• [YOUR TASK]
Turn every line of the records below into a numbered list, leaving out any blank lines.

• [THE RECORDS]
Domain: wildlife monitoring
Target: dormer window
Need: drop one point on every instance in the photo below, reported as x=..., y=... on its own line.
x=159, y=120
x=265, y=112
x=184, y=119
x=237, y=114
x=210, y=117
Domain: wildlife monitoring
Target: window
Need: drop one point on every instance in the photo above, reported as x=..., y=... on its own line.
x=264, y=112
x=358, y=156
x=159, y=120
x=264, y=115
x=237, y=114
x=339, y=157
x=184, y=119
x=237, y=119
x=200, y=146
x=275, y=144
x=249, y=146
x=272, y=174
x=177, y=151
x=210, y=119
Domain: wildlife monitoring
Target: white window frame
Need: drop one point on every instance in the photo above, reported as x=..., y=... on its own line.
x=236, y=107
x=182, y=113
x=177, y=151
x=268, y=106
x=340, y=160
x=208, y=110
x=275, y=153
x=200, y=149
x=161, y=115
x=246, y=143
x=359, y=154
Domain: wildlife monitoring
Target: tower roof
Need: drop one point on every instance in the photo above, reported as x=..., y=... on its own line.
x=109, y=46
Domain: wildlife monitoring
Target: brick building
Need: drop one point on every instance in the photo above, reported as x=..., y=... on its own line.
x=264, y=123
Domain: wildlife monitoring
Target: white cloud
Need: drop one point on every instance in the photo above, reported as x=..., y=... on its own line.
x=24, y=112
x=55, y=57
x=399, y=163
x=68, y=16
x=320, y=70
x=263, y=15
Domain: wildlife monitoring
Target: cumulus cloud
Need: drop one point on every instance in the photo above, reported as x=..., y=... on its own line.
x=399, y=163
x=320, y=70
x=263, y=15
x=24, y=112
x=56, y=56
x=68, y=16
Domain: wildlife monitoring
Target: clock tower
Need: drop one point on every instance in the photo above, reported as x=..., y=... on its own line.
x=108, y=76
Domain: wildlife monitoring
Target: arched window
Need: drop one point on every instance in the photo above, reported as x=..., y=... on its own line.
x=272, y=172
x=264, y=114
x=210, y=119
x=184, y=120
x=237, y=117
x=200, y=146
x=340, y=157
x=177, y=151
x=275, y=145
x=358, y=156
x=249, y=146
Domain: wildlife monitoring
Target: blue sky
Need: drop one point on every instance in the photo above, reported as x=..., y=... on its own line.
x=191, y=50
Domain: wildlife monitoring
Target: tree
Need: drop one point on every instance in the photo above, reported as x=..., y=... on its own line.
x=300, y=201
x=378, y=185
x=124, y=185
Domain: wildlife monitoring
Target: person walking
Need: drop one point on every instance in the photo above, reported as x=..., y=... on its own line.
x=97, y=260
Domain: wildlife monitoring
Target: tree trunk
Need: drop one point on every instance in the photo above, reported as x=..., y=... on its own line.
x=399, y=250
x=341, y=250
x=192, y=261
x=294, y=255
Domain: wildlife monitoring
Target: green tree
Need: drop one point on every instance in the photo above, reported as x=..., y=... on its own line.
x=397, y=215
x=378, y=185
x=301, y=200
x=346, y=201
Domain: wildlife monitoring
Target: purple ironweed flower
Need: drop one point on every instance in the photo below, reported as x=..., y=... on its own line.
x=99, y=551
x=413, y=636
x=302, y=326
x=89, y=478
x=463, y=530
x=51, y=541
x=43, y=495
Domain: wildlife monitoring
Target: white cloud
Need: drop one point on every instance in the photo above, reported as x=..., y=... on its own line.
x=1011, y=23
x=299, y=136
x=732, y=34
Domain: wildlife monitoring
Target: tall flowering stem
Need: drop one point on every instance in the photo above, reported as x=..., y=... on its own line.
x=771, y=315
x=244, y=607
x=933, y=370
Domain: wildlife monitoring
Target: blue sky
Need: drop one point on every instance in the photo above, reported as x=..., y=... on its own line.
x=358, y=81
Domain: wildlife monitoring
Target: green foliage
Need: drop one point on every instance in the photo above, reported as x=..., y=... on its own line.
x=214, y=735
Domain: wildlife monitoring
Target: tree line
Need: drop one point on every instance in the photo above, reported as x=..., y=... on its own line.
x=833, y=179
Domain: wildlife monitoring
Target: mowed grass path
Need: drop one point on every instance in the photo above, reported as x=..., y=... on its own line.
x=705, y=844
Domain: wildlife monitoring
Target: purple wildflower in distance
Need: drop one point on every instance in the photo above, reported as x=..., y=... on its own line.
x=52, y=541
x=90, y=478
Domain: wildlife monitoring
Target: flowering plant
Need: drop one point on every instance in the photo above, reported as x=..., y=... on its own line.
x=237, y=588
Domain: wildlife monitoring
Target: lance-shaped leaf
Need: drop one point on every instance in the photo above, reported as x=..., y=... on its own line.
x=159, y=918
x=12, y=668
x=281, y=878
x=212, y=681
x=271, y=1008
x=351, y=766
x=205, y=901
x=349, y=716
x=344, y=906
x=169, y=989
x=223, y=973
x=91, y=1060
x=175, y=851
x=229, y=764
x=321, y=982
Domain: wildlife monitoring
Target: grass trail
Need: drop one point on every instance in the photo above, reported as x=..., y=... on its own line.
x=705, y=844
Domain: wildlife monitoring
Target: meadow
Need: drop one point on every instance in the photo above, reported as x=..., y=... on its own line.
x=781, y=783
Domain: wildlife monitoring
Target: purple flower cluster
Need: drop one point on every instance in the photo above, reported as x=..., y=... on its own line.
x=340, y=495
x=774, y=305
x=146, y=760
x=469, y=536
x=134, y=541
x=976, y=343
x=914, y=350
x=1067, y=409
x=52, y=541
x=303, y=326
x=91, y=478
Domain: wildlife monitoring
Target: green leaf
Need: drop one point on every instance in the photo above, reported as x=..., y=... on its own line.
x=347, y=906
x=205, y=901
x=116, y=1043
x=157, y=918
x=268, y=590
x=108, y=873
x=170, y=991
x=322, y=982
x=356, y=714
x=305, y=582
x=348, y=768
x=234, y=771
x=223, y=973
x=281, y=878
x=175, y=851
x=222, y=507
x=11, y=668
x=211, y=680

• [TASK ANSWER]
1. Domain: wildlife monitoring
2. Target: dormer window
3. Need: drop one point on every instance in the photo below, reported as x=..., y=... on its own line.
4. x=159, y=120
5. x=265, y=112
6. x=184, y=119
7. x=237, y=114
8. x=210, y=117
9. Domain: wildlife monitoring
10. Target: window
11. Need: drop one point on every instance in the photo above, reported as x=..., y=... on its own line.
12. x=264, y=112
13. x=358, y=156
14. x=159, y=120
15. x=264, y=115
16. x=237, y=114
17. x=339, y=157
18. x=184, y=119
19. x=237, y=119
20. x=200, y=146
21. x=275, y=144
22. x=249, y=146
23. x=272, y=174
24. x=177, y=151
25. x=210, y=119
26. Domain: wildlife monitoring
27. Target: white window frame
28. Need: drop one point on every instance in the photo above, reported as x=..., y=... on its own line.
29. x=236, y=107
30. x=182, y=113
31. x=177, y=151
32. x=268, y=106
33. x=340, y=160
34. x=208, y=110
35. x=275, y=153
36. x=200, y=149
37. x=161, y=115
38. x=246, y=143
39. x=359, y=154
40. Domain: wildlife monitoring
41. Target: tower roof
42. Need: drop one point on every instance in the photo above, reported as x=..., y=... on its own line.
43. x=109, y=46
44. Domain: wildlife monitoring
45. Target: brick building
46. Need: drop one point on every instance in the photo above, reported as x=..., y=... on its own line.
47. x=264, y=123
48. Domain: wildlife monitoring
49. Target: white cloud
50. Need: drop one point on every instance in the photo above, reported as x=..., y=... on its own line.
51. x=24, y=112
52. x=55, y=57
53. x=399, y=163
54. x=68, y=16
55. x=320, y=70
56. x=263, y=15
57. Domain: wildlife monitoring
58. Target: cumulus cloud
59. Need: drop one point on every instance in the photo above, reported as x=..., y=... on its own line.
60. x=399, y=163
61. x=320, y=70
62. x=263, y=15
63. x=24, y=112
64. x=56, y=56
65. x=68, y=16
66. Domain: wildlife monitoring
67. Target: clock tower
68. Need: drop one point on every instance in the photo above, reported as x=..., y=... on its own line.
69. x=108, y=76
70. Domain: wildlife monitoring
71. Target: arched window
72. Need: drop one point on every instance in the photo above, reported as x=..., y=... on its own line.
73. x=272, y=172
74. x=264, y=114
75. x=210, y=119
76. x=184, y=120
77. x=237, y=117
78. x=200, y=146
79. x=340, y=157
80. x=177, y=151
81. x=275, y=145
82. x=358, y=156
83. x=249, y=146
84. Domain: wildlife monitoring
85. Target: blue sky
86. Need: drop one point on every instance in the photo above, reported as x=..., y=... on its own line.
87. x=191, y=50
88. Domain: wildlife monitoring
89. Target: tree
90. Need: drop one point on every instance in the photo above, reported as x=..., y=... on its own line.
91. x=300, y=201
92. x=378, y=185
93. x=124, y=185
94. Domain: wildlife monitoring
95. Target: person walking
96. Need: drop one point on every instance in the photo above, reported as x=..., y=... on its own line.
97. x=97, y=260
98. Domain: wildlife monitoring
99. Target: tree trunk
100. Need: drop one point on every instance in the photo above, reported as x=..., y=... on its own line.
101. x=399, y=250
102. x=341, y=250
103. x=192, y=261
104. x=294, y=255
105. Domain: wildlife monitoring
106. Target: green tree
107. Need: drop one point on every instance in the photo above, reported as x=..., y=... on its own line.
108. x=397, y=215
109. x=378, y=185
110. x=301, y=200
111. x=346, y=201
112. Domain: wildlife monitoring
113. Target: purple ironweed flower
114. Need: drop one point on every instance in the photo below, reported as x=..., y=... on its own line.
115. x=99, y=551
116. x=413, y=636
117. x=302, y=326
118. x=89, y=478
119. x=463, y=530
120. x=51, y=541
121. x=43, y=495
122. Domain: wildlife monitoring
123. Target: white cloud
124. Need: drop one point on every instance in the photo above, reported as x=..., y=... on its own line.
125. x=1011, y=23
126. x=299, y=136
127. x=732, y=34
128. Domain: wildlife monitoring
129. Target: tall flowering stem
130. Need: drop one point on every instance in the photo above, reported as x=..., y=... on its own line.
131. x=771, y=315
132. x=244, y=607
133. x=933, y=370
134. Domain: wildlife monitoring
135. Target: blue sky
136. Need: drop one point on every instance in the photo above, reported as x=..., y=... on its own line.
137. x=358, y=81
138. Domain: wildlife monitoring
139. Target: green foliage
140. Need: drop one point on every instance in the photo above, reported as x=..., y=... on its own line.
141. x=214, y=735
142. Domain: wildlife monitoring
143. Target: tree line
144. Need: drop one point on every instance in the photo above, reported as x=..., y=... on its own line.
145. x=833, y=179
146. Domain: wildlife monitoring
147. Target: mowed grass path
148. Need: drop one point on every instance in the photo above, reported as x=..., y=... on its own line.
149. x=705, y=844
150. Domain: wildlife monitoring
151. Target: purple wildflower in distance
152. Need: drop one point on every instance in the photo above, reported as x=..., y=... on its own line.
153. x=52, y=541
154. x=90, y=478
155. Domain: wildlife monitoring
156. Target: flowering plant
157. Need: drop one point on every instance in the photo above, reported as x=..., y=... on its own line.
158. x=237, y=588
159. Domain: wildlife monitoring
160. Target: lance-shaped leaf
161. Need: drop one point on every instance in the photo above, reported as x=..., y=... on its own line.
162. x=159, y=918
163. x=12, y=668
164. x=281, y=878
165. x=212, y=681
166. x=271, y=1008
167. x=351, y=766
168. x=205, y=901
169. x=349, y=716
170. x=344, y=906
171. x=169, y=989
172. x=223, y=973
173. x=91, y=1060
174. x=175, y=851
175. x=229, y=764
176. x=321, y=982
177. Domain: wildlife monitoring
178. Target: grass trail
179. Need: drop one point on every instance in the photo above, reported as x=..., y=... on its own line.
180. x=705, y=844
181. Domain: wildlife monitoring
182. Target: meadow
183. Need: drop one point on every instance in the photo above, reported as x=..., y=... on its own line.
184. x=781, y=783
185. Domain: wildlife monitoring
186. Target: purple flower cluster
187. Need: drop one point on every instance in the photo above, reported as x=..., y=... on its own line.
188. x=340, y=495
189. x=774, y=305
190. x=146, y=760
191. x=469, y=536
192. x=134, y=541
193. x=976, y=343
194. x=914, y=350
195. x=1067, y=409
196. x=52, y=541
197. x=303, y=326
198. x=91, y=478
199. Domain: wildlife monitoring
200. Target: green leaf
201. Need: drop one point on every instance in the photo above, reported as x=..., y=... on its own line.
202. x=347, y=906
203. x=205, y=901
204. x=116, y=1043
205. x=157, y=918
206. x=268, y=590
207. x=108, y=873
208. x=170, y=991
209. x=322, y=982
210. x=356, y=714
211. x=305, y=582
212. x=348, y=768
213. x=234, y=771
214. x=223, y=973
215. x=281, y=878
216. x=175, y=851
217. x=222, y=507
218. x=11, y=668
219. x=211, y=680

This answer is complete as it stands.